◆ **WHAT THE EXERCISE ASKS**
Find each line in the data below that contains the string "daisy", and copy it out. Case counts.

* start RECORD EXCERPTS *

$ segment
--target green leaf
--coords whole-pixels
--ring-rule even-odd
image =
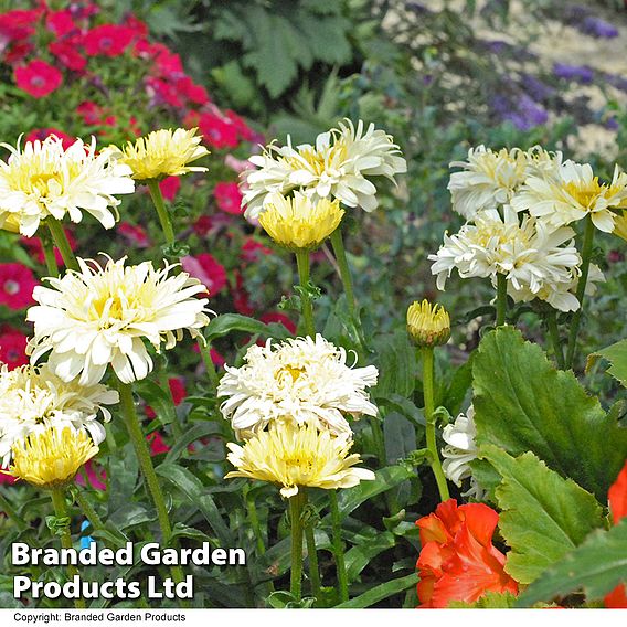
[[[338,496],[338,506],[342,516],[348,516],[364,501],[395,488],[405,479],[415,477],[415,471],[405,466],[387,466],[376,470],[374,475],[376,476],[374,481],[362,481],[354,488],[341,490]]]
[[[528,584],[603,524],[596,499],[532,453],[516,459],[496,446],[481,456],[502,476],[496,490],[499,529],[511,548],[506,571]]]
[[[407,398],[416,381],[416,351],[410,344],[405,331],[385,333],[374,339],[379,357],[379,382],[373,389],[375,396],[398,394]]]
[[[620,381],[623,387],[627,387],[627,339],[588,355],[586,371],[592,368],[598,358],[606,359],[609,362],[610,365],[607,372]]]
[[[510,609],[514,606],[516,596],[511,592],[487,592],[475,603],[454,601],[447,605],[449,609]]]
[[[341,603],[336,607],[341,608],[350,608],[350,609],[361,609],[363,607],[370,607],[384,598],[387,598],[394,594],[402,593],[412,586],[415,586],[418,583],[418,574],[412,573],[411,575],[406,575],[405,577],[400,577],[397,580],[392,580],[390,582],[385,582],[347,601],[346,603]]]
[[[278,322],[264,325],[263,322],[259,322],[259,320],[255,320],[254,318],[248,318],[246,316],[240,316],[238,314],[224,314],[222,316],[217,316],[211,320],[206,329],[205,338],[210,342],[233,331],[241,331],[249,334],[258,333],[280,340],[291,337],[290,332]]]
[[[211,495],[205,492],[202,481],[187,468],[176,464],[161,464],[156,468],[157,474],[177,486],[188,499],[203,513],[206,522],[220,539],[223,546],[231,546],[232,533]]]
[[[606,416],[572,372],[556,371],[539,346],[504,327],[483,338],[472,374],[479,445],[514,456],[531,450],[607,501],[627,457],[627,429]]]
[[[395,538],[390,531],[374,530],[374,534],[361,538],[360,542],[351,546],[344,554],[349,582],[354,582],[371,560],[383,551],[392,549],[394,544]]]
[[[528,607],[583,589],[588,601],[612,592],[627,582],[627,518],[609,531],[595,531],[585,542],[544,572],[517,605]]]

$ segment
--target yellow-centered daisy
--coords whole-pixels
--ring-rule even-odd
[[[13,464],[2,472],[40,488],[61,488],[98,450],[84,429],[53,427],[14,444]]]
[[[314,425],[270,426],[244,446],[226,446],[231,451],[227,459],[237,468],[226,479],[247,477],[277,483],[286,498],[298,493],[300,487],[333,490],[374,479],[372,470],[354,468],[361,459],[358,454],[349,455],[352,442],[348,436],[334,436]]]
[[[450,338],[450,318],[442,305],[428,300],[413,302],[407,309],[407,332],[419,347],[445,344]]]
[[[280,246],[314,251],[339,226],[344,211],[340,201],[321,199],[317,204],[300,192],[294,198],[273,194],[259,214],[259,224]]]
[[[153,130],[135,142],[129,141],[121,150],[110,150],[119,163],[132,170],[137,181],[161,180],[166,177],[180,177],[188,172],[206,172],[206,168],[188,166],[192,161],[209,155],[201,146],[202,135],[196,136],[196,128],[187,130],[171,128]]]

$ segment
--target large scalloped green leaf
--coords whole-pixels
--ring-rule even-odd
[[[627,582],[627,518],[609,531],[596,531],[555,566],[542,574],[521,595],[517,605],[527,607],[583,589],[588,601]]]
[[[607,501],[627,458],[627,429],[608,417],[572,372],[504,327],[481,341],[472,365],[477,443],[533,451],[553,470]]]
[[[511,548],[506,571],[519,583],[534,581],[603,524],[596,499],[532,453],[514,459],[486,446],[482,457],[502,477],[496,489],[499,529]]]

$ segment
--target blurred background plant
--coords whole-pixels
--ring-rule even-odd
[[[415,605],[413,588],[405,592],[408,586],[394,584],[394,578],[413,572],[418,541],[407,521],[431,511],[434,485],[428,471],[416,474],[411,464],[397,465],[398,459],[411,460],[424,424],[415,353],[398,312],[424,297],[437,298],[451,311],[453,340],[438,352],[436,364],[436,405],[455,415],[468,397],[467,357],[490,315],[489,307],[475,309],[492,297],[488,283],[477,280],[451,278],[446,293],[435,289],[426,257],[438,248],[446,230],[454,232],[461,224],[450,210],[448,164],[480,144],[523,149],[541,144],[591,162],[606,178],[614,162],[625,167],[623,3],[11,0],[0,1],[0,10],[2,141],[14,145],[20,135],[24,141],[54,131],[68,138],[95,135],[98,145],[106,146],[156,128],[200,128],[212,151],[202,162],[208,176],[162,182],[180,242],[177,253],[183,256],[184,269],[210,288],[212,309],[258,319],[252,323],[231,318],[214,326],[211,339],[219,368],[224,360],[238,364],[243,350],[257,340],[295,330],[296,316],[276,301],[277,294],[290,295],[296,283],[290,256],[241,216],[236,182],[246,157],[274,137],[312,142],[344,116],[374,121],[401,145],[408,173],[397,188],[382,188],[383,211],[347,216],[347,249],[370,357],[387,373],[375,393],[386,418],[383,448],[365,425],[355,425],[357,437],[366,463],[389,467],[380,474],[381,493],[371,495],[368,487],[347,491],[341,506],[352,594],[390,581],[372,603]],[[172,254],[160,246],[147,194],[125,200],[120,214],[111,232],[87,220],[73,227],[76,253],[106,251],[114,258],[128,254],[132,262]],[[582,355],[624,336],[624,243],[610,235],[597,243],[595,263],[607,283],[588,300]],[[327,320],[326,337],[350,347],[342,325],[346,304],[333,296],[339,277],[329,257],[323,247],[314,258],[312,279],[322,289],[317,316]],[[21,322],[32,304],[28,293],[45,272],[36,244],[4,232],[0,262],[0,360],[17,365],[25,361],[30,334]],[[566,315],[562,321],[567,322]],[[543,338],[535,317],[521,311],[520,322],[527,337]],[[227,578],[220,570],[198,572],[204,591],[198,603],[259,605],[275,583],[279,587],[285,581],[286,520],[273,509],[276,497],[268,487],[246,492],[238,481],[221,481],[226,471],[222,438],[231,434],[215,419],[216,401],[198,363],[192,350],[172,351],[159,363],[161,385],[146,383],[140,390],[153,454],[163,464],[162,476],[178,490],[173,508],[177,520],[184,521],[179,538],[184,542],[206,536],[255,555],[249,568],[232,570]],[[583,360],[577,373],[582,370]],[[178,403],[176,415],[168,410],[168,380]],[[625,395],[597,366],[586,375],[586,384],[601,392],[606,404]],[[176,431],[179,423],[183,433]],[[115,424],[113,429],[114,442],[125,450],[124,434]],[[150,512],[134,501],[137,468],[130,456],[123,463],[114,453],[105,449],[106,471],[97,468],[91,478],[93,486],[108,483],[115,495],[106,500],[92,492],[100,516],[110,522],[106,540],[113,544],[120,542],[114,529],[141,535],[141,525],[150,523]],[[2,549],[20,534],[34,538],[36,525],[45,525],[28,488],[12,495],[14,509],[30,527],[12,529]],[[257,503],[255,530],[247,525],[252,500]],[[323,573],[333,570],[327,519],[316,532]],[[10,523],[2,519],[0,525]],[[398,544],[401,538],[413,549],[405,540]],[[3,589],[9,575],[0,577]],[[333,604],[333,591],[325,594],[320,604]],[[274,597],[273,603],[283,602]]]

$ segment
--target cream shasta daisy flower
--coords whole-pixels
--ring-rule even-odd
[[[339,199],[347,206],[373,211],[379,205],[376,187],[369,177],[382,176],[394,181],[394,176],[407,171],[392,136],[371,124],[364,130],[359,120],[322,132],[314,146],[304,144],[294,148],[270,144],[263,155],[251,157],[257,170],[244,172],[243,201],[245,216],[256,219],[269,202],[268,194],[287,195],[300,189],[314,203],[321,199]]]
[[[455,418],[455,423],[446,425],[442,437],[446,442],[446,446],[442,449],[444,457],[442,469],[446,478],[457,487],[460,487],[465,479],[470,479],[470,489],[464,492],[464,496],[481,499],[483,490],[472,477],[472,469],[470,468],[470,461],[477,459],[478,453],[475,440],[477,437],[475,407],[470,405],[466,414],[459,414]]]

* end RECORD EXCERPTS *

◆ **PROBLEM SOLUTION**
--target yellow-centered daisy
--target cream shasta daisy flower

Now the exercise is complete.